- **Tareas a realizar**
A. En el texto sobre el tarot y la psicomagia, ¿cómo se llama la librería especializada en tarot a la que acudió quien habla?
B. Cita literalmente el pasaje del texto sobre el tarot y la psicomagia que empieza en «Entre captar algunos» y acaba en «de la psicomagia?».
C. Escribe la continuación del texto sobre el tarot y la psicomagia a partir de su última oración.

- **Documento fuente**

● ● ● ● ●

Entre captar algunos de los sutiles mecanismos psicológicos presentes en la brujería practicada por Pachita y recomendar actos uno mismo, media una gran distancia. ¿Cómo salvó usted esa distancia? ¿Cómo pasó de una reflexión sobre el acto mágico a la práctica de la psicomagia?
Como sabes, he estudiado a fondo el tarot y gozo de cierta reputación como tarotista. Pero yo soy autor de historietas para cómic y director de teatro y de cine, por lo que nunca he tratado de ganarme la vida con las cartas. Sin embargo, en un momento determinado, quise profundizar en mi estudio del tarot. Para ello tenía que comunicarme con los demás, practicar la lectura de las cartas. Me fui entonces a una librería de la rué des Lombards que se llama Arcane 22 y que está especializada en tarot. Como los dueños me respetaban, les propuse que me acondicionaran un cuartito en la trastienda, comprometiéndome, a cambio, a recibir a dos personas al día durante seis meses, para echarles las cartas de forma profesional. Los dueños de la librería pusieron un cartelito y empezaron a llegar consultantes. No voy a extenderme aquí sobre mi concepto del tarot. Sólo diré que yo no leo el futuro, sino que me conformo con el presente y centro la lectura en el conocimiento de uno mismo, partiendo del principio de que es inútil conocer el futuro cuando se ignora quién es uno aquí y ahora. En suma, aquellas sesiones suscitaron en mí ciertas reflexiones. Cuanto más avanzaba, constataba con más fuerza que todos los problemas desembocaban en el árbol genealógico.

● ● ● ● ●

- **Extractos de datos**

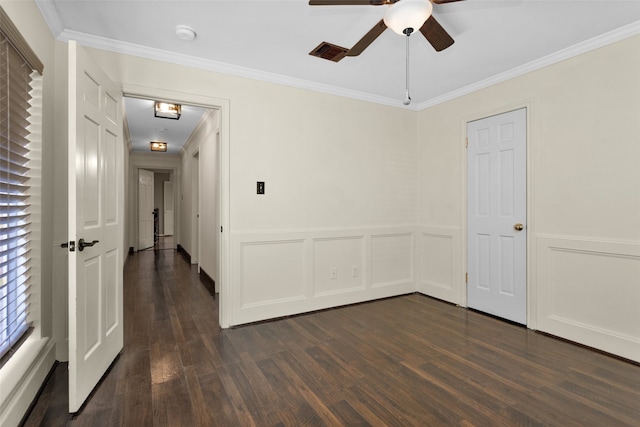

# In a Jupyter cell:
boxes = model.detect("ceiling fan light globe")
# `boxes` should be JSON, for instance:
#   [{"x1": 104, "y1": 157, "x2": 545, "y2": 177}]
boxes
[{"x1": 384, "y1": 0, "x2": 433, "y2": 35}]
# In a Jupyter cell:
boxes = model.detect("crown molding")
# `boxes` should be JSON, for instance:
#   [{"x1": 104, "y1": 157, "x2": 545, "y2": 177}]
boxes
[
  {"x1": 57, "y1": 30, "x2": 401, "y2": 107},
  {"x1": 416, "y1": 21, "x2": 640, "y2": 111},
  {"x1": 35, "y1": 0, "x2": 64, "y2": 38},
  {"x1": 51, "y1": 18, "x2": 640, "y2": 111}
]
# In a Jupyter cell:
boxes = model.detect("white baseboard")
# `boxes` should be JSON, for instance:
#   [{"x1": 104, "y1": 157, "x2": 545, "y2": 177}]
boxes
[{"x1": 0, "y1": 338, "x2": 56, "y2": 427}]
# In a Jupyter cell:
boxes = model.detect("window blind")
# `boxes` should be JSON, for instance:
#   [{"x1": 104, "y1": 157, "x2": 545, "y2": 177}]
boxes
[{"x1": 0, "y1": 9, "x2": 42, "y2": 360}]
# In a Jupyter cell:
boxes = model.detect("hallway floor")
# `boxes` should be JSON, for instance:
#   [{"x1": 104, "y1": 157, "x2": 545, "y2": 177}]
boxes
[{"x1": 20, "y1": 250, "x2": 640, "y2": 427}]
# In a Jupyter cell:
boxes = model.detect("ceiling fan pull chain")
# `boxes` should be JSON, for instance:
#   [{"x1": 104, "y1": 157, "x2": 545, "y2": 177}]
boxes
[{"x1": 402, "y1": 28, "x2": 411, "y2": 105}]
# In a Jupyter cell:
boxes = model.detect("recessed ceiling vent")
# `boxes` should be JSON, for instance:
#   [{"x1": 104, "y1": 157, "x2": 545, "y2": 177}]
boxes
[{"x1": 309, "y1": 42, "x2": 349, "y2": 62}]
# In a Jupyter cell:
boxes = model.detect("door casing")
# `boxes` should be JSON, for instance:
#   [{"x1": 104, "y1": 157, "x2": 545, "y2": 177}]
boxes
[
  {"x1": 459, "y1": 103, "x2": 537, "y2": 330},
  {"x1": 122, "y1": 83, "x2": 231, "y2": 328}
]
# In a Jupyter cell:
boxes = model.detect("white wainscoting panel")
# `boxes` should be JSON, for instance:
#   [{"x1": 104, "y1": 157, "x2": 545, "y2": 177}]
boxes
[
  {"x1": 418, "y1": 227, "x2": 465, "y2": 305},
  {"x1": 230, "y1": 226, "x2": 416, "y2": 326},
  {"x1": 371, "y1": 233, "x2": 415, "y2": 288},
  {"x1": 537, "y1": 236, "x2": 640, "y2": 362},
  {"x1": 313, "y1": 236, "x2": 365, "y2": 296},
  {"x1": 241, "y1": 239, "x2": 307, "y2": 308}
]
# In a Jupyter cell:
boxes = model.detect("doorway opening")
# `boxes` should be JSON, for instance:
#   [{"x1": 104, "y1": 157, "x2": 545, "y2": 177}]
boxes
[{"x1": 124, "y1": 91, "x2": 230, "y2": 328}]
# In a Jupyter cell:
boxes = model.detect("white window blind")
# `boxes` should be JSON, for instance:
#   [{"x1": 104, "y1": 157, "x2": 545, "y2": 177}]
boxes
[{"x1": 0, "y1": 9, "x2": 42, "y2": 360}]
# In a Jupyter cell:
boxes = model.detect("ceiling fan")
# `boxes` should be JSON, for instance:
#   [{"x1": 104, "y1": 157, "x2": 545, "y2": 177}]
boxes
[{"x1": 309, "y1": 0, "x2": 462, "y2": 62}]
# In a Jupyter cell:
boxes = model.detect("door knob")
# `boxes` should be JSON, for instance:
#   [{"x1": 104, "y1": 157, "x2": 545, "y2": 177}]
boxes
[{"x1": 78, "y1": 239, "x2": 100, "y2": 252}]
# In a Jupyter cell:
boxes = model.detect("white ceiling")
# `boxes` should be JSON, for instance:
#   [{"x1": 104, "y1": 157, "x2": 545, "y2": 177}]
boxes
[
  {"x1": 36, "y1": 0, "x2": 640, "y2": 153},
  {"x1": 36, "y1": 0, "x2": 640, "y2": 109}
]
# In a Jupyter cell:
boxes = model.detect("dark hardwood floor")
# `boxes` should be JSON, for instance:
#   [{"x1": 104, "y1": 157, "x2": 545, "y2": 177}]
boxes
[{"x1": 25, "y1": 250, "x2": 640, "y2": 427}]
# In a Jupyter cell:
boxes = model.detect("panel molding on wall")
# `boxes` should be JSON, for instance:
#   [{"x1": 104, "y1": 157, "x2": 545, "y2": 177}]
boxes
[
  {"x1": 536, "y1": 236, "x2": 640, "y2": 362},
  {"x1": 417, "y1": 226, "x2": 465, "y2": 305},
  {"x1": 231, "y1": 227, "x2": 416, "y2": 325}
]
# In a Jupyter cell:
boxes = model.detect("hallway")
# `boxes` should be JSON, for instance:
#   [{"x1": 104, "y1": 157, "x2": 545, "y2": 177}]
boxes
[{"x1": 20, "y1": 250, "x2": 640, "y2": 427}]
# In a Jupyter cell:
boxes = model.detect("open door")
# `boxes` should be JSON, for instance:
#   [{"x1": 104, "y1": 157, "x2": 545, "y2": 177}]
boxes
[{"x1": 68, "y1": 41, "x2": 124, "y2": 413}]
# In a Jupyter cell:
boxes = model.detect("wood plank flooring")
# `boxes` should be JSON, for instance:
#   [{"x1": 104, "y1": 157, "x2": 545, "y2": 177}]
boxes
[{"x1": 24, "y1": 250, "x2": 640, "y2": 427}]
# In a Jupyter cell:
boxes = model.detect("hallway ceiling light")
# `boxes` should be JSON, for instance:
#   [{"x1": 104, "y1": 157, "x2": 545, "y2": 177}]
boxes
[
  {"x1": 153, "y1": 102, "x2": 182, "y2": 120},
  {"x1": 149, "y1": 141, "x2": 167, "y2": 153}
]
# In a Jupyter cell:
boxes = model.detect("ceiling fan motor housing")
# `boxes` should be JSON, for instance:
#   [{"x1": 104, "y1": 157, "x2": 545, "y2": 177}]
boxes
[{"x1": 384, "y1": 0, "x2": 433, "y2": 35}]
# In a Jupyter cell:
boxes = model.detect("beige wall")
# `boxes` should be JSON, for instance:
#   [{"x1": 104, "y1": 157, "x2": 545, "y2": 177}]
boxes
[{"x1": 418, "y1": 36, "x2": 640, "y2": 360}]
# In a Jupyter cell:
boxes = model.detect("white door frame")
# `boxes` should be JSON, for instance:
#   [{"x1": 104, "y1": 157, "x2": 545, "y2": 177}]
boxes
[
  {"x1": 190, "y1": 148, "x2": 202, "y2": 266},
  {"x1": 460, "y1": 101, "x2": 537, "y2": 330},
  {"x1": 122, "y1": 84, "x2": 231, "y2": 328}
]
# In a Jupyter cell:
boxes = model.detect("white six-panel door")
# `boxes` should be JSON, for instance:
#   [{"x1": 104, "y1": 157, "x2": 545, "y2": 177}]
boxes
[
  {"x1": 467, "y1": 109, "x2": 527, "y2": 324},
  {"x1": 138, "y1": 169, "x2": 155, "y2": 250},
  {"x1": 164, "y1": 181, "x2": 173, "y2": 236},
  {"x1": 68, "y1": 41, "x2": 124, "y2": 412}
]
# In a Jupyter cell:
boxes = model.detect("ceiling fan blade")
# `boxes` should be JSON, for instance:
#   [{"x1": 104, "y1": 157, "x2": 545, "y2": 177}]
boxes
[
  {"x1": 309, "y1": 0, "x2": 398, "y2": 6},
  {"x1": 420, "y1": 15, "x2": 454, "y2": 55},
  {"x1": 347, "y1": 19, "x2": 387, "y2": 56}
]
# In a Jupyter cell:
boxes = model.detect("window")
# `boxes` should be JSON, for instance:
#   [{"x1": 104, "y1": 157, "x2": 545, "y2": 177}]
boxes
[{"x1": 0, "y1": 8, "x2": 43, "y2": 364}]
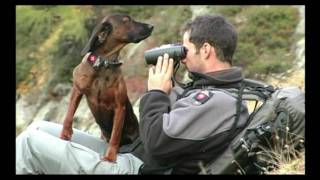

● ● ● ● ●

- **Respuestas escritas**
A. Se llama Arcane 22.

B.
Entre captar algunos de los sutiles mecanismos psicológicos presentes en la brujería practicada por Pachita y recomendar actos uno mismo, media una gran distancia. ¿Cómo salvó usted esa distancia? ¿Cómo pasó de una reflexión sobre el acto mágico a la práctica de la psicomagia?

C.
¿Qué quiere decir con eso?
Acceder a las dificultades de una persona es acceder a su familia, penetrar en la atmósfera psicológica de su medio familiar. Todos estamos marcados, por no decir contaminados, por el universo psicomental de los nuestros. Así, muchas personas asumen una personalidad que no es la suya, sino que proviene de uno o de varios miembros de su entorno afectivo. Nacer en una familia es, por decirlo así, estar poseído.
Esta posesión suele ser transmitida de generación en generación: el embrujado se convierte en embrujador, proyectando sobre sus hijos lo que fue proyectado sobre él… a no ser que una toma de conciencia logre romper el círculo vicioso. Al cabo de una consulta de dos horas, muchos exclamaban: «¡No había descubierto tantas cosas ni en dos años de psicoanálisis!». Esto me dejaba muy satisfecho y convencido de que bastaba con ser consciente de una situación problemática para resolverla. Sin embargo, no era verdad. Para superar una dificultad no basta con identificarla claramente. Una toma de conciencia que no es seguida de un acto resulta completamente estéril. Poco a poco, fui dándome cuenta de eso y llegué a la conclusión de que tenía que aconsejar a la gente. Pero me resistía a hacerlo. ¿Con qué derecho podía entrometerme en la vida de los demás, ejercer una influencia en su comportamiento? ¡Yo no quería convertirme a mi vez en embrujador! Era una posición difícil, ya que las personas que venían a consultarme no pedían otra cosa: habría tenido que convertirme en padre, madre, hijo, marido, esposa… Pero no estaba dispuesto a convertirme en director espiritual de nadie, a inmiscuirme en la existencia de los demás. Entonces se me ocurrió una idea: para que las tomas de conciencia fueran eficaces, yo debía hacer actuar al otro, inducirle a cometer un acto muy preciso, sin por ello asumir la tutela ni el papel de guía respecto a la totalidad de la vida de esa persona. Así nació el acto psicomágico, en el que se conjugan todas las influencias asimiladas en el transcurso de los años y de las que hemos hablado en nuestras charlas.